* **Task requirements**
Locate the string "white" in the records below. Copy every line where it occurs.

* **Records provided**
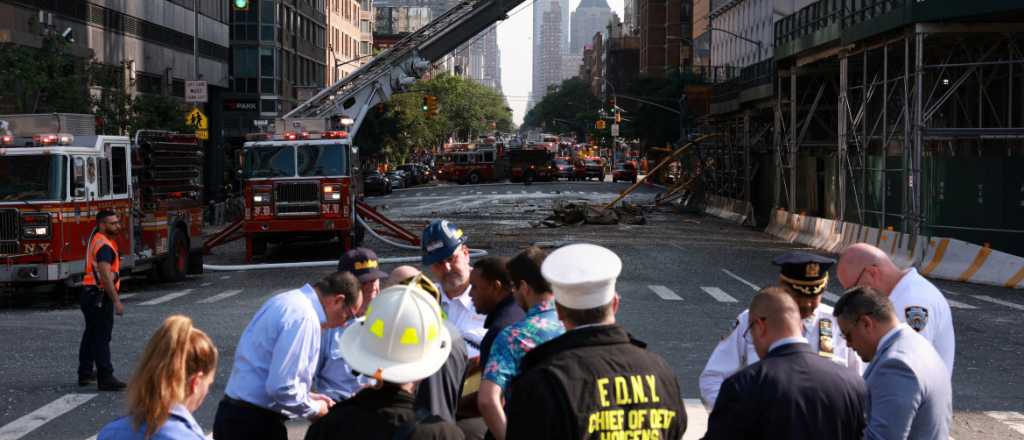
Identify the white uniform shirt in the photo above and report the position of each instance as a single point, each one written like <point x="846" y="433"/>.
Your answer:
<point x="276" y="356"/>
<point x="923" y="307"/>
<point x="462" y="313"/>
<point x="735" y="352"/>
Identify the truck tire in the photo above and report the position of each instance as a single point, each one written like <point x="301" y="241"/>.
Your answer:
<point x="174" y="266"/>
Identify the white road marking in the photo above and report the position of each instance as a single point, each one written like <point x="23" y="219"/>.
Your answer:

* * *

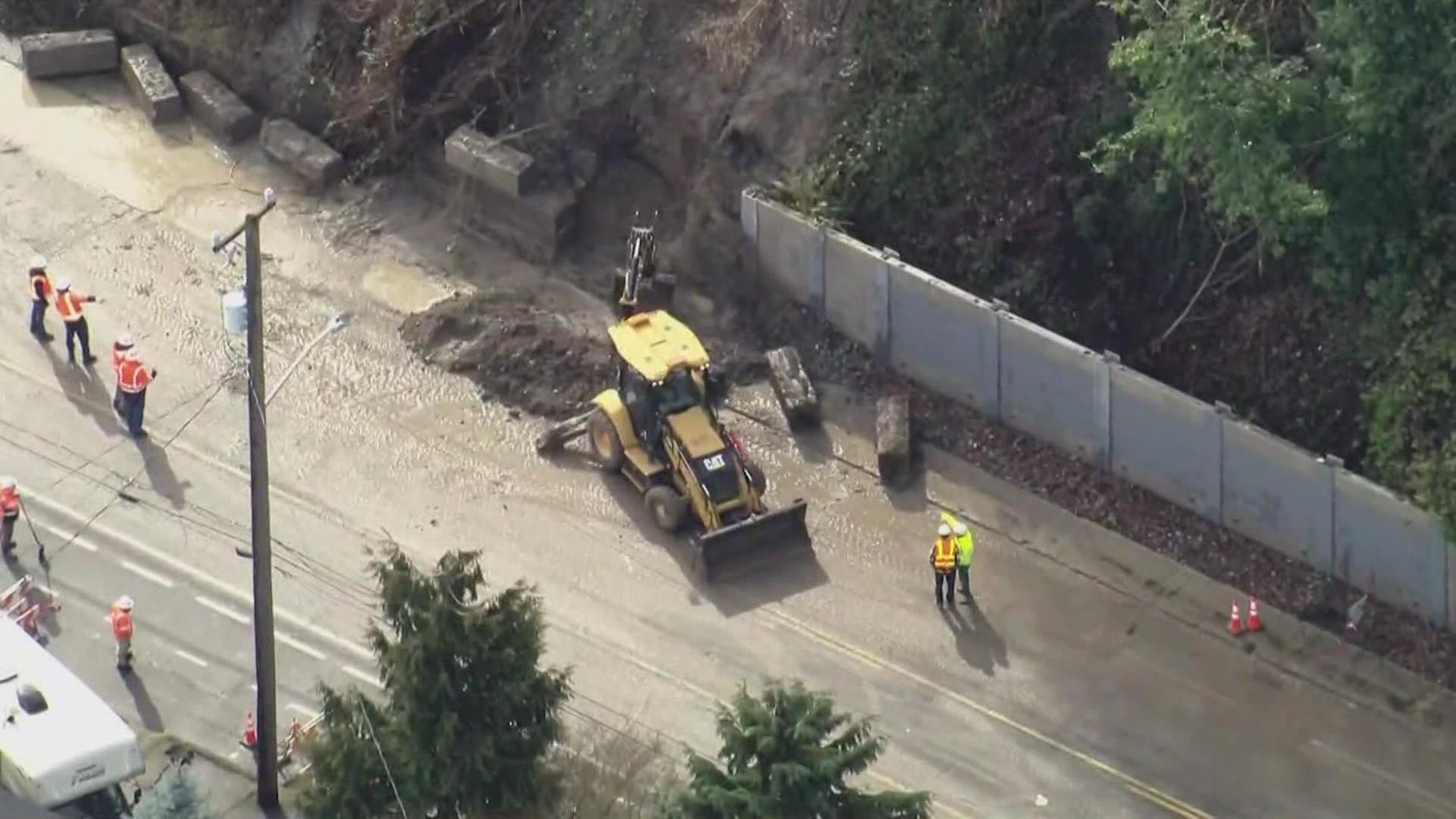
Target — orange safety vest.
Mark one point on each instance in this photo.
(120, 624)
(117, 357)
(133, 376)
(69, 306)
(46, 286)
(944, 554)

* **Task response**
Identify the white uniform shirt in the photo above and report the position of each instance as a single point, each one written like <point x="846" y="433"/>.
Identify the white road marking in the photo above and report the position of each instance as a single point, each one written like <point x="23" y="219"/>.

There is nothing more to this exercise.